▶ [TASK TO COMPLETE] Update the lines below by replacing "keypoint" with "marker" wherever it appears, and keep everything else unchanged.

▶ [WORKING DATA]
[START]

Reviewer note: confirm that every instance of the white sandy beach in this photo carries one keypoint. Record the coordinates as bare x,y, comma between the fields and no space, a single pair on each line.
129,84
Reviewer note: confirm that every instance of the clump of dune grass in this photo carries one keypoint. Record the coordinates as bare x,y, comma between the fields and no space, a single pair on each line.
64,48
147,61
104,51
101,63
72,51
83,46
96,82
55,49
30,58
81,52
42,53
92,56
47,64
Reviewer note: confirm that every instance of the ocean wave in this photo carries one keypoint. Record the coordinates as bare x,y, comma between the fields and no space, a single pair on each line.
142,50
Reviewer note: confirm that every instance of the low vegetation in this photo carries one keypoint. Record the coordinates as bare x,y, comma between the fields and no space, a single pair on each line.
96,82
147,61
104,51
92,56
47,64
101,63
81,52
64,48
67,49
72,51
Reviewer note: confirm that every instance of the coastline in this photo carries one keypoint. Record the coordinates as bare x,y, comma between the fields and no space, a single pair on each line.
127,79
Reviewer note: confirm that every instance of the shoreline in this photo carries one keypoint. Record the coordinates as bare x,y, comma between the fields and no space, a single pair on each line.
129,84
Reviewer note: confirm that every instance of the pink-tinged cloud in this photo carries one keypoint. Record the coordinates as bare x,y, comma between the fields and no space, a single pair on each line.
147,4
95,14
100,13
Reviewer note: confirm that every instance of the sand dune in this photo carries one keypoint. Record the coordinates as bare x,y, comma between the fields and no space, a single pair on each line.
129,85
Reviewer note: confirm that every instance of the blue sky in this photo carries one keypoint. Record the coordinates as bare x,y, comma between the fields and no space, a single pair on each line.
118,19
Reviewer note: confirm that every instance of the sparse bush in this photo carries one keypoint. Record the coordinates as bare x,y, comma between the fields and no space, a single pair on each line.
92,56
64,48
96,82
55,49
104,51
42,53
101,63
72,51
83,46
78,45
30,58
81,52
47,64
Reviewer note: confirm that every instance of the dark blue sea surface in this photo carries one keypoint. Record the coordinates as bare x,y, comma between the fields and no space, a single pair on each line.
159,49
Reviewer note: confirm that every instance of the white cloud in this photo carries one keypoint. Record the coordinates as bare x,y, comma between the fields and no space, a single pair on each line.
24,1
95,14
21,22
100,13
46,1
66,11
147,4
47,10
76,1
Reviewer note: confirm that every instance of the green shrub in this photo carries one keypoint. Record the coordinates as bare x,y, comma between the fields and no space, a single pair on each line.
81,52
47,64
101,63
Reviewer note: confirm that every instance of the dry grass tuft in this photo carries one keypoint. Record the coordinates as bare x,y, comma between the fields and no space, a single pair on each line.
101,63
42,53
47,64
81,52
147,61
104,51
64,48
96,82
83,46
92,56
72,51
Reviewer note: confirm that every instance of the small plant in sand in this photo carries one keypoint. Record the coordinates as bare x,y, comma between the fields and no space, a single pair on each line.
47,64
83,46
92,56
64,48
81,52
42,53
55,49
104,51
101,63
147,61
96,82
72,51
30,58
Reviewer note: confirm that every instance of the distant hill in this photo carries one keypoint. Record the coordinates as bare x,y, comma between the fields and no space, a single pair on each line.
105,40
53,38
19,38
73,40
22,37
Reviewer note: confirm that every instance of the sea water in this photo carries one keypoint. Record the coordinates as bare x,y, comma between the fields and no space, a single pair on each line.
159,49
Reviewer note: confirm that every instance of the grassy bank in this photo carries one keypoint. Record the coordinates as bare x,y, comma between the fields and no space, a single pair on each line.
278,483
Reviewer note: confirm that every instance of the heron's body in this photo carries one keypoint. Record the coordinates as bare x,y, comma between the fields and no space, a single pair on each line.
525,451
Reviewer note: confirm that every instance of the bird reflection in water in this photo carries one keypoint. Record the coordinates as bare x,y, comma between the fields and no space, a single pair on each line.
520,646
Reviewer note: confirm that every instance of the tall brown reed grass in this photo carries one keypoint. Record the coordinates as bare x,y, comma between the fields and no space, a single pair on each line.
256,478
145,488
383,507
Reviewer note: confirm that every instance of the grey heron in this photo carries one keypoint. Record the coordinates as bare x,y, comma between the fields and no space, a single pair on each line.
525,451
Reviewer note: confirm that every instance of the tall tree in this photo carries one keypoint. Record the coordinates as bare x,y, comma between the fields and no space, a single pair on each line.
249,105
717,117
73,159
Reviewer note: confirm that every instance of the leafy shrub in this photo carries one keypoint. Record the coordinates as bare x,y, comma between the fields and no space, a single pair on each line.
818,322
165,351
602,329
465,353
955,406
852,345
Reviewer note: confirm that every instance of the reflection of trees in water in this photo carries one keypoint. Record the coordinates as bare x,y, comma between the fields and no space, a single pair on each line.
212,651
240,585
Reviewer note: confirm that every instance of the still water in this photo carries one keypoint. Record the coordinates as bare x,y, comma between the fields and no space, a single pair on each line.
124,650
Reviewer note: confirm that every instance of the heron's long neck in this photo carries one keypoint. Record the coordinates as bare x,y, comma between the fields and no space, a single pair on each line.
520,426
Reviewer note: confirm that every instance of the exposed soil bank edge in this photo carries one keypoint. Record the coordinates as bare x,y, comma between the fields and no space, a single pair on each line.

[END]

▶ [TASK SOLUTION]
Reviewer note: confirm that every instance of the white sandy beach in this photo carries one marker. Record the coordinates as bare x,y, comma between the fields and no space, a single pair on each line.
129,84
Reviewer note: confirm that every instance of the clump of dune grass in this photo carries one marker. Record the coordinates as bare x,y, comma between the fields and no space, a single pair on each line.
64,48
147,61
104,51
101,63
72,51
83,46
96,82
55,49
30,58
81,52
42,53
92,56
47,64
Reviewer note: confirm that every instance of the ocean wave in this photo carries one marker. Record the coordinates as bare x,y, comma between the fields and no space, a single pair on each line.
142,50
Reviewer note: confirm that every instance of the low vegetation in this photo carries one marker. Record the coordinates as bare x,y, comma between the fields and no space, a single pair on each line.
96,82
147,61
104,51
92,56
47,64
101,63
81,52
64,48
67,49
72,51
Reviewer note: confirm that every instance of the coastline in this photo carries one marker. Record the coordinates as bare x,y, comma between the fields and no space, a single pair on each line.
127,79
Reviewer note: confirm that every instance of the shoreline in this photo carries one marker. Record the coordinates as bare x,y, comma between the fields and no space, a single pair on each line.
129,84
Reviewer note: confirm that every instance of the pink-tinged cloud in this photo carries one marker. Record the coordinates as bare x,y, comma between the fields and no space, a single pair on each line.
147,4
95,14
100,13
Reviewer note: confirm that every instance of the sand dune in this photo carries one marker. Record the coordinates as bare x,y, comma between the fields and no space, a single pair on each line.
129,85
Reviewer note: confirm that every instance of the blue sky in this photo carries one marker. Record the coordinates as bare x,y, comma between the fields and no space, a single pair on each line.
118,19
Reviewer note: confirm that every instance of the sparse bush in this photo carries one marker. Record the coordinates as bare x,y, comma between the fields and no space, a single pair on each line.
92,56
64,48
96,82
55,49
104,51
42,53
101,63
72,51
83,46
78,45
30,58
81,52
47,64
Reviewer note: confirm that every instance of the dark blue sea surface in this photo carries one marker. Record the coordinates as bare x,y, comma between the fields and no space, a single pair on each line.
159,49
Reviewer note: confirm that every instance of the white cloud in this photo carries one marker. Record the coordinates as bare x,y, comma between the fields and no space, a single pair on each line.
24,1
95,14
21,22
100,13
46,1
66,11
147,4
47,10
76,1
Reviewer note: confirm that every instance of the green shrub in this photo carries one marker. Record the coordinates as bare x,y, comma between the fields and no space, a single pair on each line.
81,52
47,64
101,63
Reviewer note: confirm that every instance of the dry grass tuft in this photo carries one marker. Record the coordinates as bare x,y, comma between the fields and no space, a single pair on each line.
101,63
42,53
47,64
81,52
147,61
104,51
64,48
96,82
83,46
92,56
72,51
Reviewer note: confirm that every instance of the small plant in sand in this photo carries one marker. Record the coordinates as bare x,y, comma between the fields and no space, a single pair on each line.
47,64
83,46
92,56
64,48
81,52
42,53
55,49
104,51
101,63
147,61
96,82
72,51
30,58
Reviewer note: confirm that every instance of the distant hill in this photo carries one marker. Record the coordinates as bare x,y, comma between the fields and no space, a single pair on each line.
105,40
53,38
19,38
73,40
22,37
Reviewer note: confirm that every instance of the sea water in this photo carries one marker. Record the coordinates as bare x,y, comma between the fields and no space, a single pair on each line.
159,49
Reviewer note: confirm that every instance of the grassy bank in this photo carries one marker. Record the coordinates as bare x,y, comma between the fields and no space, a single pair on each line.
278,483
Reviewer note: confirm that every instance of the heron's body in this photo carries one marker. Record the coordinates as bare x,y, comma between the fields and no space, a single pair on each line.
525,451
Reviewer note: confirm that every instance of the bird reflection in water in this photo carries one marker. Record the coordinates as bare x,y, comma between the fields and no space, a single pair on each line.
520,646
Reviewer note: confirm that every instance of the tall brown reed grass in this photo carries one marker. Record the coordinates as bare x,y, comma between the fields and no space, a single pair on each line.
256,478
145,488
383,507
Reviewer note: confirm that every instance of the grey heron in this photo carries one marker. Record the coordinates as bare x,y, comma between the fields and no space, a single pair on each line.
525,451
Reviewer note: confirm that every instance of the tall tree in this photo carries one marker. Record the coordinates as bare x,y, comma between the fields and no space, a single pair on each line.
249,105
717,117
73,159
Reviewer note: confirm that every instance of the leafy shrub in this photo carries one marker. Record the coordinates as bare x,y, comma between the fields and no space, a single pair on each line.
818,322
165,351
602,329
465,353
955,406
852,345
Reviewer note: confirm that every instance of the reflection of trees in water in this photo carries one marker. Record the coordinates as bare x,y, comma between the fields and no space, a single pair on each line.
212,651
240,585
Reviewer note: confirm that every instance of the still water in this photo carries one marker. Record the coordinates as bare x,y, comma between the fields and no space, a single pair on each line.
124,650
Reviewer note: confirm that every instance of the heron's long neck in this photo carries one marker. Record the coordinates as bare x,y, comma between the fields and no space, a single pair on each line.
520,426
Reviewer note: confirm that every instance of the exposed soil bank edge in this photo carries one marker. Record the coordinates as bare x,y, comma between the fields and no space, a single pair on each line.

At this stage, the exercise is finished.